>> begin Text block

Majeo Kim’s objects, often produced in the form of a relief, are not designed for any specific function, but they offer a potential space to place other objects. This design choice reconciles
the autonomy of art with the functionality of furniture, by transforming the functional space of furniture into a psychological one. The artist breaks down the dichotomous boundaries between furniture and sculpture; functionality and autonomy; craft and art, and by so doing, enjoys the freedom of neutrality without compromising.
In many aspects of their form, these works draw similarities to the “shaped canvas” in minimalism. Frank Stella’s shaped canvas abandoned the conventional rectangular form in order to strive art’s autonomy and eliminate pictorial illusion. Ultimately, the content of the painting became the form itself, adhering to the artist’s principle, “What you see is what you see.” The shaped canvas in minimalism completely eliminated everyday life, and by revealing its “self-referential” nature, allowed for the viewers to experience its phenomenological presence.
However, unlike minimalism in Western art which sought to erase elements of human and nature, Majeo Kim’s “shaped wooden objects” layers passionate human emotions and desires onto cold, functional, and minimalist furniture. Louis H. Sullivan’s famous statement – “Form follows function” – became the tenet of functionalism in modern craftsmanship that strived to eliminate any unnecessary decorative element, and solely focus on function. However, as Frank Gehry attempted to deconstruct the “matchbox” in modern architecture, Majeo Kim’s objects similarly deconstruct functionalist furniture by layering her own nomadic desire and playful spirit. The artist describes her body of work as a “play on non-angularity.”
“Non-angular form refers to a nongeometric form that is fluid and indefinable. We categorize most shapes into triangles and rectangles, continuously defining ourselves within the codes of our system and standards. (From the artist’s notes)”
“Non-angularity,” as discussed here, signifies the dynamic forces that allow form to escape conventional shapes like triangles and rectangles, and freely evolve. In the same context, “non-angularity” does not signify “having no angles,” but rather a concept of “fluidity” that continually evolves and changes through its relationship with others. This concept of “non-angularity,” therefore, is not a fixed space defined by geometry, but one which reflects on temporality, continuity of nature, and organic relationships between individuals. Majeo’s reflection of these concepts appear to derive from her profound interest in the philosophy of “emptiness (空)” in Buddhism.

>> end Text block

Description of the task =>
Resume the piece above on Majeo Kim's wooden objects, continuing right after its closing sentence about the Buddhist idea of emptiness.

>> begin Data section

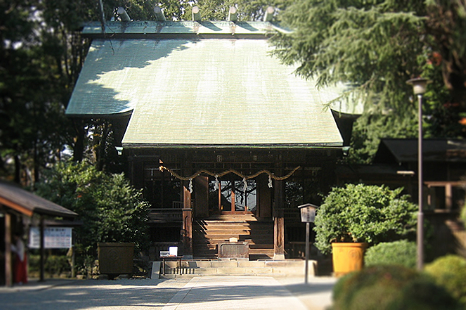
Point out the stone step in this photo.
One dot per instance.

>> end Data section

Written answer =>
From early on in her life, the artist has been dedicated to examining the self. In her late twenties, she shaved her head and joined the Buddhist Songgwangsa Temple to meditate and address her inner conflicts. She was eventually able to escape much of her spiritual turmoil through deep meditation and practice. Nature may seem to be designed and devised in a perfectly smooth order, but it is, in fact, in constant flux, full of unexpected coincidences and discontinuous shifts in time. The philosophy of “emptiness” in Buddhism, likewise, centers on the fluid and ever-changing concept of “dependent arising (緣起),” emphasizing impermanence (無常) and “non-self (無我).”
Majeo Kim’s concept of “non-angularity” profoundly relates to these Buddhist philosophies. Mathematical thinking or intellectual analysis by humans eliminate subtle differences and continuity in nature by categorizing and labeling. This leads to incomplete knowledge, caused by taking away a part of nature’s ever-changing current and defining it in a fixed perspective. This type of knowledge may be useful in certain practical sense, but it ultimately becomes a form of violence when it becomes absolute and forced.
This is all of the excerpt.